_RECORDS SUPPLIED_.
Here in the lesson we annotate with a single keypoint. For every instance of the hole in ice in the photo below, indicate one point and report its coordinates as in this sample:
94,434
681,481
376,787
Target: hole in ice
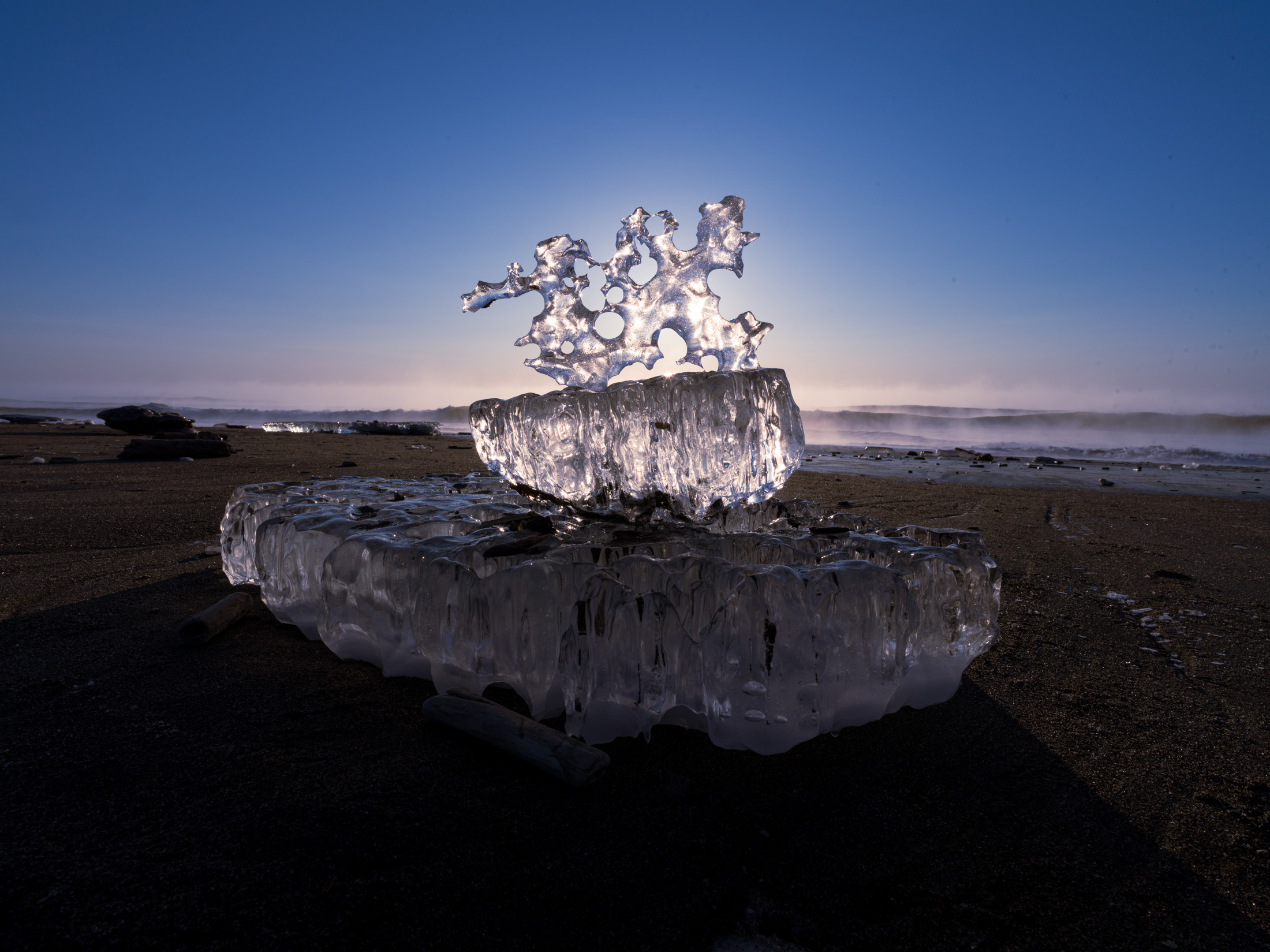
592,296
608,325
674,348
645,271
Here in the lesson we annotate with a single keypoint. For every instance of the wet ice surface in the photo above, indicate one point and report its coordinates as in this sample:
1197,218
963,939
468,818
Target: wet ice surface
682,443
1205,480
407,428
767,628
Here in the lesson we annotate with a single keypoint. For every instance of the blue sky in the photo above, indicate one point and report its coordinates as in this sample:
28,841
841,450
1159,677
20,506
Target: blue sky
276,205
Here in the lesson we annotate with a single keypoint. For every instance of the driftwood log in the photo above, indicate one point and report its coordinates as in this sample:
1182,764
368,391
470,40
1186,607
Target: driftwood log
174,449
212,621
563,757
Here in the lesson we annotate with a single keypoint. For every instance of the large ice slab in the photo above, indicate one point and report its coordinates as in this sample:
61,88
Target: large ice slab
804,624
407,428
683,443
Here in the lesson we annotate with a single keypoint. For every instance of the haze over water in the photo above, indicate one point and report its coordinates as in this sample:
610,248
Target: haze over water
278,206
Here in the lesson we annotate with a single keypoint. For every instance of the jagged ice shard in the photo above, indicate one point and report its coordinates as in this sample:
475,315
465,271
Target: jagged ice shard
626,563
681,443
677,296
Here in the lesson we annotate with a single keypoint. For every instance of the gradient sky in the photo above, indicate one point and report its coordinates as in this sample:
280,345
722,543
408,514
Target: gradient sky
1053,206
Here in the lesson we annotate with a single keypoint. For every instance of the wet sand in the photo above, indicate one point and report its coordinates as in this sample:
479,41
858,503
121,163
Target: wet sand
1218,481
1100,781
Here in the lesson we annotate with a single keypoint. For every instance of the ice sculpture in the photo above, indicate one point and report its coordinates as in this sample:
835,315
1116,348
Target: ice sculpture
808,624
682,443
677,296
626,563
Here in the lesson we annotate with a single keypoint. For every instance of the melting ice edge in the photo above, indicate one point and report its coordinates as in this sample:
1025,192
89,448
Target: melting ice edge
769,626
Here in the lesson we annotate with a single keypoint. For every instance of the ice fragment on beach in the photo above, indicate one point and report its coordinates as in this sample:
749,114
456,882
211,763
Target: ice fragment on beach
408,428
764,639
683,443
678,297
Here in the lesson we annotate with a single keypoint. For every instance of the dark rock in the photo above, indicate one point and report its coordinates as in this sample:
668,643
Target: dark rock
141,420
174,449
188,435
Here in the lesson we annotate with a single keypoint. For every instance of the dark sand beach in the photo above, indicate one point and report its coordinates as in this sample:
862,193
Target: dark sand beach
1095,783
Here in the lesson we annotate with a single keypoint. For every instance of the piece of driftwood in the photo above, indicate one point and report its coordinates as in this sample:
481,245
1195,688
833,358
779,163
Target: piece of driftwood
174,449
212,621
563,757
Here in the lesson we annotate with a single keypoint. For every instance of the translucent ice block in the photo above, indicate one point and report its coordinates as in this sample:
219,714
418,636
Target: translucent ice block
763,637
683,443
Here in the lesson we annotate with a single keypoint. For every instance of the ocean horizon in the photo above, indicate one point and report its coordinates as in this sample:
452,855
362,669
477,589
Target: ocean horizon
1240,439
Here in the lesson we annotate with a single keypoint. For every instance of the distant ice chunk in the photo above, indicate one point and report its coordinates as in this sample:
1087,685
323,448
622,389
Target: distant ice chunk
682,443
802,624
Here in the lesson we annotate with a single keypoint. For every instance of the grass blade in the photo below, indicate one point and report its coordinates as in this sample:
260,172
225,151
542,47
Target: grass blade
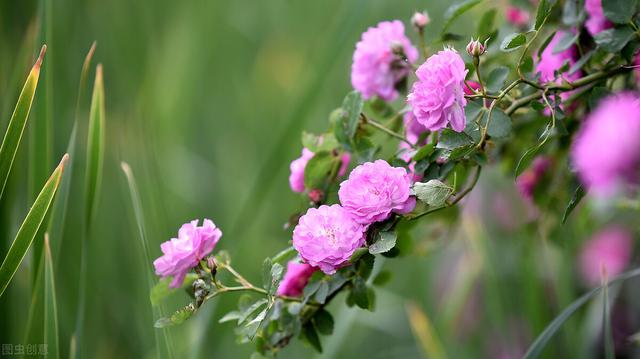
157,311
59,210
18,121
95,146
51,308
30,226
543,339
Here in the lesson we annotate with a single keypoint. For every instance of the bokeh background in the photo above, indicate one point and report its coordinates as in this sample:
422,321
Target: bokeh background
206,101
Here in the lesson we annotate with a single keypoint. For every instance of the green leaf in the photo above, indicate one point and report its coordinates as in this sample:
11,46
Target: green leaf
51,335
497,77
566,41
613,40
577,197
318,169
619,11
176,318
18,121
543,339
161,290
434,193
95,146
456,10
30,226
499,125
323,321
450,140
382,278
383,242
276,275
310,335
485,26
358,294
322,292
513,42
542,13
358,254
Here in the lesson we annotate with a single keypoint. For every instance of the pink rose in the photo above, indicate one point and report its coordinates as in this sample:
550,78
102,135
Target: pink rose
374,190
181,254
377,65
327,237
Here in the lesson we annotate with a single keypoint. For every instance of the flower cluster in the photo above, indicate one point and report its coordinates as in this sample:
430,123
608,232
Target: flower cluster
379,60
609,249
606,151
437,98
327,236
182,254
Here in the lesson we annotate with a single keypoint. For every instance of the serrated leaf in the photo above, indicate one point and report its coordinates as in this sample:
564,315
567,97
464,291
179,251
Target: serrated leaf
176,318
619,11
30,226
456,10
450,140
318,169
323,321
18,122
497,78
613,40
513,42
233,315
383,242
434,193
577,197
542,13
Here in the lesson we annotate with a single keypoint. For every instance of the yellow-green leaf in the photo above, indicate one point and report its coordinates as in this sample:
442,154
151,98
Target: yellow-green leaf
18,122
30,226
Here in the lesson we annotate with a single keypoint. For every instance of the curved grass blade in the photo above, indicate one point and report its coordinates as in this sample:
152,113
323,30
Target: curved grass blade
51,335
30,226
95,146
59,210
157,311
18,121
543,339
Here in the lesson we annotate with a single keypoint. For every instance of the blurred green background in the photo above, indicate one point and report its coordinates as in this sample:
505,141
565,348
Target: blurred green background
206,101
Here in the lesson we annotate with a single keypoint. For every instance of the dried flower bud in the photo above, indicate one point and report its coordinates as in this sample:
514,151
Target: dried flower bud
419,20
476,48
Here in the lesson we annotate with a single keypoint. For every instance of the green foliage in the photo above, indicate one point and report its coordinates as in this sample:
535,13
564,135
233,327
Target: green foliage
30,227
13,136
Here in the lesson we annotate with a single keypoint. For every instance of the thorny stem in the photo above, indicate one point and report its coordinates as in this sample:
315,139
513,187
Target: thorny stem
382,128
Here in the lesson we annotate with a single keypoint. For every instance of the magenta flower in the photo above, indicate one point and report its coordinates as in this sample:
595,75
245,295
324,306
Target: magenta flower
610,248
181,254
377,62
327,236
596,20
297,166
295,279
374,190
606,150
437,98
517,17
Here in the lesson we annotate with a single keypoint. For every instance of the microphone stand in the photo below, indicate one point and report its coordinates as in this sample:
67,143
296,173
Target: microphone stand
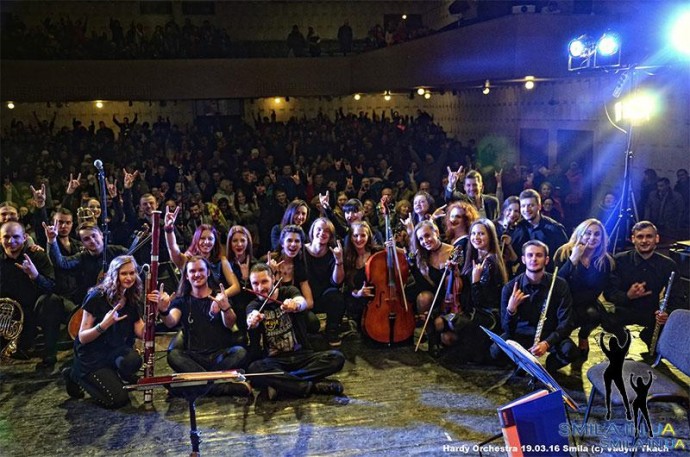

_GIVEN INSTRUCTION_. Return all of the data above line for line, unchanged, but omit the pictures.

_FINAL RESULT_.
Here in the lesson we annotate with a single keypoint. For every instance of the hole in ice in the photo below, indicate one point and report its coordinates as in this sample:
94,434
681,481
376,787
Target: hole in ice
592,296
608,325
674,348
645,271
Here in the lesson we annotate with a single keypoint. For every instance of the wet ice surface in the photo above, indicate one point and report its coordinates as in this sample:
1197,218
963,939
468,818
Target: wet ice surface
682,443
1205,480
407,428
767,628
Here in the lesson we annotate with a single keypoint. For every instance of the blue sky in the photo above, indicate one point and report its coordinates as in this sample:
28,841
841,450
1159,677
20,506
Target: blue sky
276,205
Here in the lesson we annotate with a single keypoint. For every instance of the driftwood log in the photo above, indicate one point and report its coordinates as in this sample:
1182,764
368,391
470,40
1186,607
Target: driftwood log
174,449
212,621
563,757
Here in the lesson we annotate with a single keypoint. For every instance of the large ice slab in the photo above, indicate one point and report its coordinates as in this sample:
61,88
Target: large ice slab
804,624
407,428
683,443
Here in the lesson we annotate with a single keypoint. For every instance of the haze over water in the photo above, indicate one point and report its coordinates as in this sample:
610,248
Target: haze over water
278,206
Here in the lesson we annotate with a single keypoint. For every instance of the jagged ice shard in the photo above, indicate one point and report its coordinates as in this sample:
475,315
465,271
Target: jagged ice shard
626,563
681,443
677,296
Here in the lesson we annotate with a single keypoint. For every instance of the gradient sky in the photo above, indicate one point and report its coordinates as in this sample:
280,345
722,543
408,514
Target: gradient sky
1053,206
Here in the lesson we annotate with a single keypoint. For every instance of the wet sand in the photo above, indicate one point and report its coordinates as in this sample:
479,41
858,503
121,163
Target: wet sand
1218,481
1100,781
Here in the lesson we annotate with a single keypoint. For every instance of the ice sculpture in the photo above, indicate one point and report its coordinates as in this sample:
835,315
1116,348
Target: ice sculpture
808,624
682,443
677,296
626,563
Here in the lesson we annotate with a single keypoint. For every instance of the melting ice edge in the photo above, indicate one point and report its coordinates as in this sample:
1025,192
89,448
Target: melting ice edge
769,626
Here in the lesson we annotate with a single keypoint. For every instance of the ice fragment on beach in the photo above, indicate one point and report its coordinates as in this sample:
749,114
456,882
211,763
Target: ice fragment on beach
408,428
764,639
683,443
678,297
Here in the lesson we annotate with a single keypoint. For every instance of the dark rock in the photo above, indicate one point and report its coordinates as in this sample:
668,643
Target: dark rock
141,420
174,449
188,435
Here in the lesson we annotate with a single keypoint. For every instance of the dark sand beach in the photo above, indicate one point and report its coordinates as in this sample:
862,193
Target: dark sand beach
1095,783
Here in the lesson we annotate with a single keypoint. For every instance of the piece of driftwood in the photo above, indicate one point and report its coordinates as in this sample:
481,245
1195,688
833,358
779,163
Target: piece of driftwood
174,449
212,621
563,757
Here in the lesson we annotate with a single keypoint. For every instance of the translucent ice block in the photo above, indicate one point and report its coordinates as in this sample:
219,714
418,636
Target: translucent ice block
763,637
683,443
Here in the lesson we annotate with a single keypoint. For every instance of the ocean horizon in the photo above, indicate one point and report its coordinates as in this sample:
452,855
362,669
477,589
Target: ocean horizon
1240,439
Here in the lesson we annotate with a single keypoint. For every instance of the distant ice chunk in the photo above, indicate one point and report its coordinates as in this sample:
1087,685
323,448
622,389
Target: distant ice chunk
682,443
802,624
Here in the lesson we annotate with a single keypoint. For every instance of the grass blade in the photo below, indicate one point and report its coordinates as in this sample:
260,172
225,151
542,47
Target: grass blade
157,311
59,210
18,121
95,146
51,308
30,226
543,339
Here in the lesson we annotate with a single keypoint. For every instance of the bokeh background in the photo above, indicate one point and report its coordinates as in this sample:
422,321
Target: bokeh background
206,101
Here in the lesson we annotate with a single keypoint. For every instance of the green leaf in the photo above, indicate one point and report its coordinates as in this sample:
11,46
Target: green leaf
51,335
497,77
566,41
613,40
577,197
318,169
619,11
176,318
18,121
543,339
161,290
434,193
95,146
456,10
30,226
499,125
323,321
450,140
382,278
383,242
276,275
310,335
485,26
358,294
322,292
513,42
542,13
358,254
Here in the lesson we annotate with a single keypoint. For every instance of the pink rose in the photo above, indicate one point and report its coordinates as in this sample:
550,78
102,135
Target: pink rose
374,190
181,254
377,65
327,237
Here in the lesson we annotate with a single keypoint. For every instance of the flower cluster in the photo above, indicate one point and report its coordinates as in this sample:
430,123
608,232
Target: flower cluster
379,60
609,249
606,151
437,98
327,236
182,254
Here in the lesson we annotate with a single keypoint. For every instance of the serrated leaf in the photo above, indicate one point and report its coordinates as in this sample:
564,315
567,97
464,291
179,251
Target: serrated leaf
176,318
619,11
30,226
456,10
450,140
318,169
323,321
18,122
497,78
613,40
513,42
233,315
383,242
434,193
577,197
542,13
Here in the lesson we annotate with a single keypoint. For every instance of the yellow-green leaf in the photo above, indicate one point and report its coordinates as in this sample:
442,154
151,98
Target: yellow-green leaf
18,122
30,226
Here in the lesson we annotate with a single keypoint. For every instance of the curved grass blade in the photo above, indicate one point and report its coordinates as in this sample:
152,113
323,30
Target: curved grass blade
51,335
30,226
95,146
59,210
157,311
18,121
543,339
Here in the lesson we annotate with a single keypoint. For every instance of the blurred green background in the photo above, indicate one point and report its coordinates as in this sample:
505,141
565,348
Target: blurred green background
206,101
Here in the lesson we annotate with a single keypoint. For every instance of the dried flower bud in the photo above, indicate one point and report its coordinates as in this sample:
514,151
Target: dried flower bud
419,20
476,48
Here in the lesson we annotate with a single keypoint. For every instance of the green foliage in the photo above, indicate one point and report its coordinates as in this sample:
535,13
564,135
233,327
Target: green foliage
30,227
13,136
Here in the lesson we annotate with a single keypoint. For every instance of the thorny stem in the photo above, indicate one point and report its coordinates as in this sample:
315,139
513,187
Target: thorny stem
382,128
Here in the lesson we annotate with a single keypoint. For every instance of the magenta flower in the photo above, indicate one point and report its coordinates as in this sample:
595,75
245,295
324,306
Target: magenta flower
610,248
181,254
377,62
327,236
596,20
297,166
295,279
374,190
606,150
437,98
517,17
Here in the lesson we annotate with a single keypoint. For every instance of the microphone stand in the photo below, indicate one point and report its coordinates as in this sample:
67,143
296,173
Target: microphone stand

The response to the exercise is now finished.